**THE REQUEST:** Can you copy, word for word, the stretch of the birding passage below from "I haven't done" through "to the bird."?

**GIVEN PASSAGE:**
# # #

I haven't done many single bird "twitches" over the years because I like to see new places or re-visit old favourites when I go birding; I am not really interested in just dashing off to add a new bird to my list. For example, I didn't chase the Hoopoe that was found on the mown lawn outside a roadhouse near Broome. I had seen a hoopoe in Vietnam, I had been to Broome and the roadhouse so I just couldn't get excited. Of course there were exceptions like the Grey-headed Lapwing in 2006 when the four of us jumped in a car and drove through the night from Melbourne to Burren Junction in far north NSW. It was a long drive but we had a party atmosphere happening in the car and we met many friends when we got to the bird.
The Oriental Honey-buzzard in Perth this year was similar. I have been to Perth lots of times but this was a magnificent bird, and we added Chris and Mel to our group and the six of us flew over. Then, having seen the bird, we drove north of Perth for some new birds for some of the group. Again this year, the White-rumped Sandpiper and the South Island Pied Oystercatcher were two more exceptions. A couple of years ago I thought I saw a White-rumped Sandpiper on my local patch, the Western Sewage Treatment Plant at Werribee. It was such a rare bird and the sighting was so brief I didn't add it to my list so when one turned up in northern New South Wales I had to go, and the oystercatcher we picked up at the same time.
Suddenly 2015 was becoming interesting. I started the year with 783 species, and I had set a goal of seeing 800 Australian species before my 70th birthday in 2016. But here I was at the end of the first week in Feb with three new birds on my list. I had also booked onto two major trips for the year, one being to the Mitchell Plateau in northern Western Australia that would include my first ride in a helicopter and then the tropical forests of Iron Range and the remote Raine Island in far north Queensland. All of a sudden, in the middle of September, I was on, including some splits and confirmations on some earlier sightings, 794 species. I was in reach of 800.
|Lesser Sooty Owl|
|Tower on Raine Island|
|Rough Seas on the way to Raine Island|
|Only photo of Herald Petrel that I got at our anchorage|
Over the years I had left three "plastic" birds (introduced species) on King Island in Bass Strait, just to the south of Melbourne and as the result of recent splits there were two birds just over the South Australian boarder to the west. If I went and "twitched" those birds I could be on 799 within a couple of weeks. I booked a flight to King Island and soon had Common Pheasant, Indian Peafowl and Wild Turkey on the list and was surprised at just how beautiful all three were. They might just be "plastics" but they were well worth seeing, as was King Island.

# # #

**DATA LISTING:**
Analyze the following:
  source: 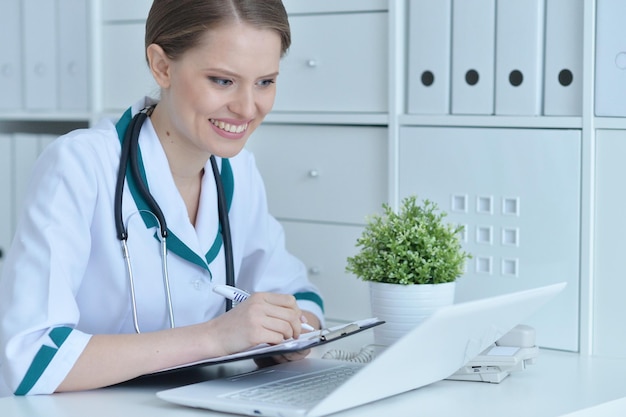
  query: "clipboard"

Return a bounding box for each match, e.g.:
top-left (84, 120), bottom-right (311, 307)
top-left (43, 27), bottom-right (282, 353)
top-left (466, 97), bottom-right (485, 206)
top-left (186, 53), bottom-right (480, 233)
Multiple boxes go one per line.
top-left (152, 317), bottom-right (385, 376)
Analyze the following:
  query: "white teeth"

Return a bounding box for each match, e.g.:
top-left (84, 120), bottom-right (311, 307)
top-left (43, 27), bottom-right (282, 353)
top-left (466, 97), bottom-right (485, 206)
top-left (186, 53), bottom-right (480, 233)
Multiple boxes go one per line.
top-left (209, 119), bottom-right (248, 133)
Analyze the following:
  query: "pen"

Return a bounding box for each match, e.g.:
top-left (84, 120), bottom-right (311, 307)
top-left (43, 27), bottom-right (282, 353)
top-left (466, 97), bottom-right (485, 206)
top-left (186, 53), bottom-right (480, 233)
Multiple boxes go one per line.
top-left (213, 285), bottom-right (315, 332)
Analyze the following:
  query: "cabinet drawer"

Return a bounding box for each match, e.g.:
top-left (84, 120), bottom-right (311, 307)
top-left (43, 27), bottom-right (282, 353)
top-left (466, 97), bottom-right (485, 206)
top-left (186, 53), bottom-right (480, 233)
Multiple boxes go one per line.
top-left (101, 23), bottom-right (158, 111)
top-left (248, 124), bottom-right (387, 224)
top-left (274, 12), bottom-right (389, 113)
top-left (399, 127), bottom-right (581, 351)
top-left (101, 0), bottom-right (152, 22)
top-left (282, 221), bottom-right (371, 321)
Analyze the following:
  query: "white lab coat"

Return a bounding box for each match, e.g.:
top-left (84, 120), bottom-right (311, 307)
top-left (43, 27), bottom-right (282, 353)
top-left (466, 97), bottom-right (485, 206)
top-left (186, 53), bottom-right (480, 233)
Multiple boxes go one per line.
top-left (0, 100), bottom-right (322, 395)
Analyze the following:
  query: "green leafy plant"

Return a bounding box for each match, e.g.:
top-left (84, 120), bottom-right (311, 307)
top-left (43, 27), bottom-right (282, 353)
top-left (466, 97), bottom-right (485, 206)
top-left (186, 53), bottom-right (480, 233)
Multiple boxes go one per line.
top-left (346, 196), bottom-right (471, 285)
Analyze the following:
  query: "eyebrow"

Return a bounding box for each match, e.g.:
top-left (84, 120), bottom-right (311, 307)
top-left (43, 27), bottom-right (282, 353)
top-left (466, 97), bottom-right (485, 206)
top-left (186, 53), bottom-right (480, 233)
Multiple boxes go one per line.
top-left (205, 68), bottom-right (278, 79)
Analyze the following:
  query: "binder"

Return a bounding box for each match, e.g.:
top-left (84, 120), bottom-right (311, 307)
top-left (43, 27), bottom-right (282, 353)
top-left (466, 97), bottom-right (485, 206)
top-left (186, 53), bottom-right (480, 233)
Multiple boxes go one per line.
top-left (543, 0), bottom-right (584, 116)
top-left (57, 0), bottom-right (89, 110)
top-left (407, 0), bottom-right (452, 114)
top-left (495, 0), bottom-right (545, 116)
top-left (451, 0), bottom-right (495, 114)
top-left (22, 0), bottom-right (58, 110)
top-left (0, 0), bottom-right (22, 110)
top-left (595, 0), bottom-right (626, 117)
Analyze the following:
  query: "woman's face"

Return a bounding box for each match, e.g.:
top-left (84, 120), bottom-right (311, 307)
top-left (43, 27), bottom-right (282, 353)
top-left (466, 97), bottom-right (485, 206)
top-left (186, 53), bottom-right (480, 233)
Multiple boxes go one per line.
top-left (159, 22), bottom-right (281, 158)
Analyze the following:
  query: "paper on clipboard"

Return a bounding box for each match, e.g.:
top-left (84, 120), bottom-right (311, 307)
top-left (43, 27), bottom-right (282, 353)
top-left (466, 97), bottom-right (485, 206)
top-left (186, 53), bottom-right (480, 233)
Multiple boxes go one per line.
top-left (155, 317), bottom-right (384, 373)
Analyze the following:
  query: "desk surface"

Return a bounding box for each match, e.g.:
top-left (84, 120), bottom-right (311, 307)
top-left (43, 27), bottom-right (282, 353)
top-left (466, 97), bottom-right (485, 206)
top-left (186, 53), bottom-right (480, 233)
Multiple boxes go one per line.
top-left (0, 342), bottom-right (626, 417)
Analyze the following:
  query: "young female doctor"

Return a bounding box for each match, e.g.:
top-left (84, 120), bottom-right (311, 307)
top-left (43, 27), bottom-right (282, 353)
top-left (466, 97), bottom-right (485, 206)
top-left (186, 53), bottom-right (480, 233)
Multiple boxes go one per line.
top-left (0, 0), bottom-right (322, 395)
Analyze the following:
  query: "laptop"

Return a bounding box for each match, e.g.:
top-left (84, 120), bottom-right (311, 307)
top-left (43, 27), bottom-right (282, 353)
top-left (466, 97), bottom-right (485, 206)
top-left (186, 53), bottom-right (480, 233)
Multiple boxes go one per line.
top-left (157, 283), bottom-right (566, 417)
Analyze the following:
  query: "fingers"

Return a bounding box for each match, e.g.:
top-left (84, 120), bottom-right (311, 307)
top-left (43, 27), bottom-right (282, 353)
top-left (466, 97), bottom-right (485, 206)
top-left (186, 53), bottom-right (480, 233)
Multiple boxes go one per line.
top-left (247, 293), bottom-right (302, 341)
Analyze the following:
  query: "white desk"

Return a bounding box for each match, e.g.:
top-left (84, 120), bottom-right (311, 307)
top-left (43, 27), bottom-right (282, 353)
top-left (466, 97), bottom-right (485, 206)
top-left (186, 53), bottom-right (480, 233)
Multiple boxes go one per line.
top-left (0, 345), bottom-right (626, 417)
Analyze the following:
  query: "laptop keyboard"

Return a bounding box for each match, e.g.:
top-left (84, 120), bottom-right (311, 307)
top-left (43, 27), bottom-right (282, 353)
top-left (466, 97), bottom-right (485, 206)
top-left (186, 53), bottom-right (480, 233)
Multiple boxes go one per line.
top-left (227, 366), bottom-right (359, 407)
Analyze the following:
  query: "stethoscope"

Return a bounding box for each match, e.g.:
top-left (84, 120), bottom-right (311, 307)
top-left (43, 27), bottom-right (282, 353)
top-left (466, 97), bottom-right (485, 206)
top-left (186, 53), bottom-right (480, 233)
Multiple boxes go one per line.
top-left (114, 106), bottom-right (235, 333)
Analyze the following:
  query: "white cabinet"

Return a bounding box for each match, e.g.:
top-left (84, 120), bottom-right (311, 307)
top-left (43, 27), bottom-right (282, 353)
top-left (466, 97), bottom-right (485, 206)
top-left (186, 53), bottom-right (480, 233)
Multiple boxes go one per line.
top-left (247, 124), bottom-right (387, 321)
top-left (593, 130), bottom-right (626, 357)
top-left (0, 134), bottom-right (13, 271)
top-left (0, 0), bottom-right (626, 356)
top-left (281, 220), bottom-right (371, 321)
top-left (99, 21), bottom-right (158, 110)
top-left (399, 127), bottom-right (581, 350)
top-left (248, 124), bottom-right (387, 224)
top-left (274, 12), bottom-right (388, 113)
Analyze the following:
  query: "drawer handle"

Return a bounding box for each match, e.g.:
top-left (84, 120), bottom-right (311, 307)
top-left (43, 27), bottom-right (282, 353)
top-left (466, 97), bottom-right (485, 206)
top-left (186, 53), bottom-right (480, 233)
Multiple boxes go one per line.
top-left (35, 62), bottom-right (46, 77)
top-left (309, 266), bottom-right (322, 275)
top-left (2, 64), bottom-right (13, 77)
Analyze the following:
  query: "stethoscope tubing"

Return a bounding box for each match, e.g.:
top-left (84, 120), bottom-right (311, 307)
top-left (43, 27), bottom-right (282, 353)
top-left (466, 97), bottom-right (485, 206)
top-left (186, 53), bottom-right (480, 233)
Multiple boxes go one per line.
top-left (114, 107), bottom-right (235, 333)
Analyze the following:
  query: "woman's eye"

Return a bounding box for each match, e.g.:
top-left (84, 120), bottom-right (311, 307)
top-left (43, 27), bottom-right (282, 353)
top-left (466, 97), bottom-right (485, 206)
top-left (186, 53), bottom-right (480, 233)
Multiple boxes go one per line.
top-left (209, 77), bottom-right (233, 87)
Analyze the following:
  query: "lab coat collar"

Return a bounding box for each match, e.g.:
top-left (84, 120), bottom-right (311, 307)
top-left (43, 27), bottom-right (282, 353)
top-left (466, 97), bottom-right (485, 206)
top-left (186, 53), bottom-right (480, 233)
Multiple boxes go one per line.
top-left (116, 105), bottom-right (234, 272)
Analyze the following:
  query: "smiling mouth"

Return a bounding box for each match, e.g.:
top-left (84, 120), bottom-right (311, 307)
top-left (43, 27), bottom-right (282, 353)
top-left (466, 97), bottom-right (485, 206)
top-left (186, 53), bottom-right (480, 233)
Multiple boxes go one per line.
top-left (209, 119), bottom-right (248, 133)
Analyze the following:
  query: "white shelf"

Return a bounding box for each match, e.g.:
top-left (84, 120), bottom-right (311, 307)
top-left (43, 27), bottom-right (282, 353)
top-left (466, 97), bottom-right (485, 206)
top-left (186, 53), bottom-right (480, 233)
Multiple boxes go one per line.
top-left (265, 112), bottom-right (389, 126)
top-left (594, 117), bottom-right (626, 129)
top-left (0, 111), bottom-right (92, 123)
top-left (283, 0), bottom-right (386, 14)
top-left (399, 114), bottom-right (582, 129)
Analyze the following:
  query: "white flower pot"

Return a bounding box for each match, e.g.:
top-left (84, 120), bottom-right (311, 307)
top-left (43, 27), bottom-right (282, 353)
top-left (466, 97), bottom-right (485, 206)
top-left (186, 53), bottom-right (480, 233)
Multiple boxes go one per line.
top-left (369, 282), bottom-right (456, 346)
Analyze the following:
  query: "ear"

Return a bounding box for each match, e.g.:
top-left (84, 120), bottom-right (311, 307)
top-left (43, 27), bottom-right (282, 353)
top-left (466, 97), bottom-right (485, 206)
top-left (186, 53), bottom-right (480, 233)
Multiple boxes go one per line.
top-left (146, 43), bottom-right (171, 88)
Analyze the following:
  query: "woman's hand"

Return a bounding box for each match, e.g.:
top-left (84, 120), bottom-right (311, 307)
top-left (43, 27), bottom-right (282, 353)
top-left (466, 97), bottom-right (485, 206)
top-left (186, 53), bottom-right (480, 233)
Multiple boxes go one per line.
top-left (206, 292), bottom-right (304, 356)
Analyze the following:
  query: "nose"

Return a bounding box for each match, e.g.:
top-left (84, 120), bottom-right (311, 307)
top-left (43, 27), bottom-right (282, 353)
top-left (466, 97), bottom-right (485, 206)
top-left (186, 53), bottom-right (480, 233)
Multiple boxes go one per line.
top-left (228, 87), bottom-right (256, 119)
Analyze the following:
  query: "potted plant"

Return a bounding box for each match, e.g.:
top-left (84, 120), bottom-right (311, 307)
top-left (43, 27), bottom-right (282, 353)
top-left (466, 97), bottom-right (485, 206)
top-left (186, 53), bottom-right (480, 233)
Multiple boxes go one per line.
top-left (346, 195), bottom-right (471, 345)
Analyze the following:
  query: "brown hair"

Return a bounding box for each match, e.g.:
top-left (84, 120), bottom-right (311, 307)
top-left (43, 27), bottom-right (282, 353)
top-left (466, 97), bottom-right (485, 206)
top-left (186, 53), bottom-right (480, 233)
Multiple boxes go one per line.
top-left (145, 0), bottom-right (291, 60)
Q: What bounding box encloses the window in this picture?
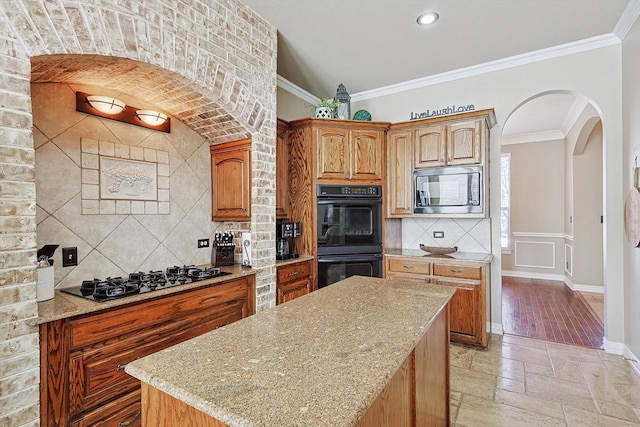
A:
[500,153,511,250]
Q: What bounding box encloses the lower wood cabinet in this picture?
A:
[276,260,311,304]
[40,276,255,426]
[386,256,489,347]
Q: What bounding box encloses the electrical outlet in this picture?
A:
[62,247,78,267]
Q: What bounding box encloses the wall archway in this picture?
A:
[0,0,277,424]
[501,90,607,348]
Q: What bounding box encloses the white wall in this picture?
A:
[501,139,565,280]
[573,125,603,292]
[624,11,640,362]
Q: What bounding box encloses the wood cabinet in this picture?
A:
[40,276,255,426]
[276,119,289,219]
[386,130,413,217]
[316,126,385,183]
[276,260,312,304]
[386,110,496,218]
[385,256,489,347]
[210,139,251,221]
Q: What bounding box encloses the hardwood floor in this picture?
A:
[502,276,604,348]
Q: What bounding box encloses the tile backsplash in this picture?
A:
[32,84,234,287]
[402,218,491,253]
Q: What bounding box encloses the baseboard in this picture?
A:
[622,345,640,376]
[502,270,564,282]
[602,337,624,360]
[565,282,604,294]
[487,322,504,335]
[502,270,604,294]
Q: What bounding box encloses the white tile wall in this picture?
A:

# # #

**RESULT BELOW:**
I haven't done many single bird "twitches" over the years because I like to see new places or re-visit old favourites when I go birding; I am not really interested in just dashing off to add a new bird to my list. For example, I didn't chase the Hoopoe that was found on the mown lawn outside a roadhouse near Broome. I had seen a hoopoe in Vietnam, I had been to Broome and the roadhouse so I just couldn't get excited. Of course there were exceptions like the Grey-headed Lapwing in 2006 when the four of us jumped in a car and drove through the night from Melbourne to Burren Junction in far north NSW. It was a long drive but we had a party atmosphere happening in the car and we met many friends when we got to the bird.